> **Tasks to complete**:
**a.** Reproduce the rental tax guidance between "It is worth" and "your rental income.", inclusive, substituting "fitted wardrobes" for "kitchen units".
**b.** State whether each statement agrees with the rental tax guidance, answering yes or no and quoting the deciding words: (i) The initial cost of purchasing domestic items such as carpets is a deductible expense. (ii) Replacing a kitchen with a similar standard kitchen that does the same job as before counts as a repair. (iii) Domestic items include fixtures such as boilers.

> **Selection**:
A: Provided the kitchen is replaced with a similar standard kitchen and does the same job as before, then this is a repair and the expenditure is allowable. If the kitchen is substantially improved, for example if standard units are replaced by expensive high quality materials or the layout is significantly changed, then the expenditure would be capital. You can find further information via these links: Income tax when you rent out a property: working out your rental income and Property income manual 2020.

Q: I have replaced the old boiler in my property. The gas fitter has told me he has to fit a condensing boiler. Is this a repair or an improvement?

A: As long as the new boiler is the closest equivalent in capability, then the replacement boiler will be a revenue repair. It is important to look at the position when the work is carried out. As technology and industry practice change over time, there will be changes in what amounts to simply repairing the asset. Something that was seen as an improvement ten years ago may now be the industry standard for that type of work, for example due to changes in building/safety regulations. Further information can be found at:
Income tax when you rent out a property: working out your rental income
and Business income manual 46920 and Business income manual 46925.

Q: Is the replacement of wooden windows with UPVC an allowable expense?

A: At one time, replacing single glazed windows with double-glazing was an improvement. Over time, double-glazing became the industry norm. This meant that replacing single glazing with double-glazing ceased to be an improvement, and capital expenditure, and became allowable expenditure for tax purposes as it was simply replacing like with currently available like. There is further guidance here: Business income manual 46925.

Q: Now that the wear and tear allowance has been replaced, does that mean that I can claim the cost of white goods, furniture, carpets etc?

A: You can claim a deduction for the cost of replacing domestic items such as moveable furniture, household appliances and other furnishings like carpets and floor coverings. The initial cost of purchasing these items is not a deductible expense, it is only when you replace them. The deduction for replacement items is capped at the equivalent cost of the same type of item if you upgrade it, for example to replace a standard sofa with a sofa bed.
It is worth mentioning that domestic items does not include fixtures such as kitchen units, boilers, baths etc. When these are replaced, tax relief may be available on the basis that this is a repair to the property as a whole. For further information, please see Income tax when you rent out a property: working out your rental income.

Q: I have replaced a washer with a washer-dryer in my rental property, can I claim this?

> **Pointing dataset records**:
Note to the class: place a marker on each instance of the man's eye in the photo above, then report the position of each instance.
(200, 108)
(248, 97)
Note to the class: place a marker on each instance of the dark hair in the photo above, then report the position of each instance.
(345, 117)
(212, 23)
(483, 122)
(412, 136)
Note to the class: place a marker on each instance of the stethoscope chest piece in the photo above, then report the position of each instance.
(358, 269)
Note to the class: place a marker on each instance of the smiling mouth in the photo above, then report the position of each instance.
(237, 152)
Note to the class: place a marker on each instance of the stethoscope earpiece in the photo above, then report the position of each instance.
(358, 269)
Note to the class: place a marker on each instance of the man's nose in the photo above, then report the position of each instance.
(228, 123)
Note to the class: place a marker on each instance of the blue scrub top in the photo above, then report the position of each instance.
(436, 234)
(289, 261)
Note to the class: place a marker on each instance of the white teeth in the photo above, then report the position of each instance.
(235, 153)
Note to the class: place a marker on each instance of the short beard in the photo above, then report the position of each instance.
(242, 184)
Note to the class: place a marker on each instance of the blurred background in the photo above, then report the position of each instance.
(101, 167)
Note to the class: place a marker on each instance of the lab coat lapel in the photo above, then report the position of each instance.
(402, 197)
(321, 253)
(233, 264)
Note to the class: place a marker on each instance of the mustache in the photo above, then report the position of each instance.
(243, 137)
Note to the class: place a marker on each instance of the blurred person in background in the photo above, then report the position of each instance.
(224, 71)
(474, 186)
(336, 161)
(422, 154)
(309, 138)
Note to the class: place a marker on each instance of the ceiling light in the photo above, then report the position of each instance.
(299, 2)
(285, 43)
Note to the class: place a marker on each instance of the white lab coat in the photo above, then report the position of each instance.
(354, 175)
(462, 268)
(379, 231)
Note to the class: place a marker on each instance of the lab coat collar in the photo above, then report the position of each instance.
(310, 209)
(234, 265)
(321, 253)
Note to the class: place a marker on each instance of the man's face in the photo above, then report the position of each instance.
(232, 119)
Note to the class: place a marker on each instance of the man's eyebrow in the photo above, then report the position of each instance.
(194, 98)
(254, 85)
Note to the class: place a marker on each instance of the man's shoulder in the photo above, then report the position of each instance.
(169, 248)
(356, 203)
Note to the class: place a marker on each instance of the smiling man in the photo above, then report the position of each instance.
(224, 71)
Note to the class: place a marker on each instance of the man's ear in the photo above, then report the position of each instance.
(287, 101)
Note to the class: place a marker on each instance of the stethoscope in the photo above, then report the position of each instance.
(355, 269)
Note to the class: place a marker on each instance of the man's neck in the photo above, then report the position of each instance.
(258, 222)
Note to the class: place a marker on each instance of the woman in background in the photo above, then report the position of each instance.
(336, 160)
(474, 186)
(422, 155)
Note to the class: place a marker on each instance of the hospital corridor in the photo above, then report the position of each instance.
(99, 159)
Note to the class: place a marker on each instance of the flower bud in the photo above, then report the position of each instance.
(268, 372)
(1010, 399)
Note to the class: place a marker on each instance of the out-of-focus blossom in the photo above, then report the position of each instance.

> **Exercise results**:
**a.**
It is worth mentioning that domestic items does not include fixtures such as fitted wardrobes, boilers, baths etc. When these are replaced, tax relief may be available on the basis that this is a repair to the property as a whole. For further information, please see Income tax when you rent out a property: working out your rental income.

**b.**
(i) No: "The initial cost of purchasing these items is not a deductible expense, it is only when you replace them."
(ii) Yes: "Provided the kitchen is replaced with a similar standard kitchen and does the same job as before, then this is a repair and the expenditure is allowable."
(iii) No: "domestic items does not include fixtures such as kitchen units, boilers, baths etc."